* _GIVEN TEXT_:
Vladimir Aleksandrovich Shatalov (; December 8, 1927 – June 15, 2021) was a Soviet and Russian cosmonaut who flew three space missions of the Soyuz programme: Soyuz 4, Soyuz 8, and Soyuz 10. From 1987 to 1991, he headed the Yuri Gagarin Cosmonaut Training Center.

Early life
Vladimir Shatalov was born on December 8, 1927, in Petropavlovsk, , Kazak ASSR, Russian Soviet Federative Socialist Republic, Union of Soviet Socialist Republics (now Petropavl, North Kazakhstan Region, Kazakhstan). His father, Aleksandr Borisovich Shatalov (1890–1970), was a railway engineer and an early recipient of the Hero of Socialist Labour. His mother, Zoya Vladimirovna Shatalova (née Nikolskaya; 1900–1980), was a housewife. 

In 1941, Shatalov graduated from the 6th Grade Secondary School No.4 in Leningrad. During his school years, Shatalov was engaged in aircraft modeling in the Pioneers Palace. In 1941, he took part in the Defense of Leningrad for a month and a half, along with his father at the "Svyazrem-1" repair and restoration train. He helped to build the "Road of Life" across the frozen Lake Ladoga. This was the only route into the city during the bitter winters. Shatalov went back to Petropavlovsk, where his family left for evacuation. In 1943, Shatalov graduated from the seven-year school in Petropavlovsk.

* _Records from a point labeling set_:
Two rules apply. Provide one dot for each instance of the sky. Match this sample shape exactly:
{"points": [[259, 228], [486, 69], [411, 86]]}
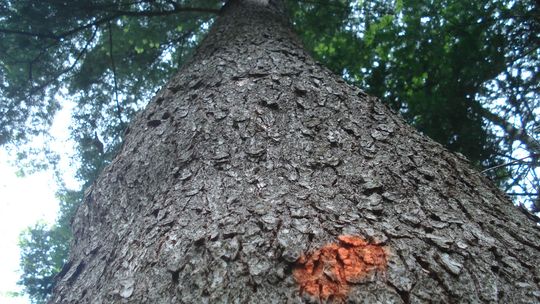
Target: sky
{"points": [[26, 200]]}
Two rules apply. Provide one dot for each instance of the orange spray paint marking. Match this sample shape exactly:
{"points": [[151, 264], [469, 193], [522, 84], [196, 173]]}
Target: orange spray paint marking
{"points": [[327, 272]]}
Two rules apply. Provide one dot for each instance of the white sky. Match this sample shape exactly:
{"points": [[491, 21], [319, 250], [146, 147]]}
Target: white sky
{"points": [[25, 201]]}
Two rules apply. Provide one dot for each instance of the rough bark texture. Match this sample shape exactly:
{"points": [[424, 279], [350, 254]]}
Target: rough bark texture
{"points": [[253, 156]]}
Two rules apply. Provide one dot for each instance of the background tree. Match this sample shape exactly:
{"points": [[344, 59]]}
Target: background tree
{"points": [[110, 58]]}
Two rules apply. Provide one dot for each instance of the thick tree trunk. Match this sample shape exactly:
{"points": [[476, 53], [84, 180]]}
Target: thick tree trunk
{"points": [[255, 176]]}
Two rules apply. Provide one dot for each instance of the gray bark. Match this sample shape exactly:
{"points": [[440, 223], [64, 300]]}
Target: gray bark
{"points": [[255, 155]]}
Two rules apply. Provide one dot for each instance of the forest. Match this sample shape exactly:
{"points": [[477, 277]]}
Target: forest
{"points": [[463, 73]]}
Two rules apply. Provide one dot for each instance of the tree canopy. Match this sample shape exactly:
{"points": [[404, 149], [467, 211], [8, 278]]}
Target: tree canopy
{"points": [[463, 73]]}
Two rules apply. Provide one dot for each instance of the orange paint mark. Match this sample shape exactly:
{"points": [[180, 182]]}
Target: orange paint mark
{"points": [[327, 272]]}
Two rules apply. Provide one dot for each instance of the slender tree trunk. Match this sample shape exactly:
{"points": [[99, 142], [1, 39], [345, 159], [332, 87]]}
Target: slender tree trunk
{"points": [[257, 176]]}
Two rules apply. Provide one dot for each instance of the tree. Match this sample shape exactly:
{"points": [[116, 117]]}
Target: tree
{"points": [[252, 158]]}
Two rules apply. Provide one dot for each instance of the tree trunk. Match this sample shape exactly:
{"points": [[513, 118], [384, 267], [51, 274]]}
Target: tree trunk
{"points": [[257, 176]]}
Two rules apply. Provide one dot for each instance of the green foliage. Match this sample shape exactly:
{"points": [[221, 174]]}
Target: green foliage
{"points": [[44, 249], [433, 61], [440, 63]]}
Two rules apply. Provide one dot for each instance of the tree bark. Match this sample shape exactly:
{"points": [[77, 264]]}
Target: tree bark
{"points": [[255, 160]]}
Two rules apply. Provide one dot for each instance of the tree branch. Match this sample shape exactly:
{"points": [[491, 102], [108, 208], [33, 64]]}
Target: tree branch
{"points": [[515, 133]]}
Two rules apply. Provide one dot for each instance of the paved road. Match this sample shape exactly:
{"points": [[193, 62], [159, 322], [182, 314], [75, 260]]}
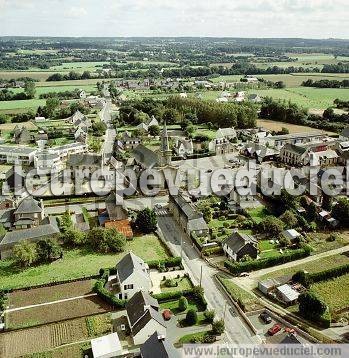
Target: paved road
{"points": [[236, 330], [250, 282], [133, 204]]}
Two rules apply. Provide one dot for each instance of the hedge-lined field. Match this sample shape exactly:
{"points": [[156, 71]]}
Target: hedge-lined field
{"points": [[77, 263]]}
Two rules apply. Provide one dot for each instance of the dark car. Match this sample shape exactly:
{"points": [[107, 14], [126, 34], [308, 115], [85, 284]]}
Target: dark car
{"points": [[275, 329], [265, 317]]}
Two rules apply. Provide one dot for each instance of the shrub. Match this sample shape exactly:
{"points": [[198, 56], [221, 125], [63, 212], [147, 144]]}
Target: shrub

* _WRITTEN TASKS_:
1. Revise the passage of the Shatalov biography from "In 1941, Shatalov" to "school in Petropavlovsk.", putting "icy" wherever "frozen" appears.
2. Locate each line of the records that contains the string "road" and copy those lines.

* _ANSWERS BELOW_:
1.
In 1941, Shatalov graduated from the 6th Grade Secondary School No.4 in Leningrad. During his school years, Shatalov was engaged in aircraft modeling in the Pioneers Palace. In 1941, he took part in the Defense of Leningrad for a month and a half, along with his father at the "Svyazrem-1" repair and restoration train. He helped to build the "Road of Life" across the icy Lake Ladoga. This was the only route into the city during the bitter winters. Shatalov went back to Petropavlovsk, where his family left for evacuation. In 1943, Shatalov graduated from the seven-year school in Petropavlovsk.

2.
Two rules apply. Provide one dot for each instance of the paved road. Match this sample shape exactly:
Target: paved road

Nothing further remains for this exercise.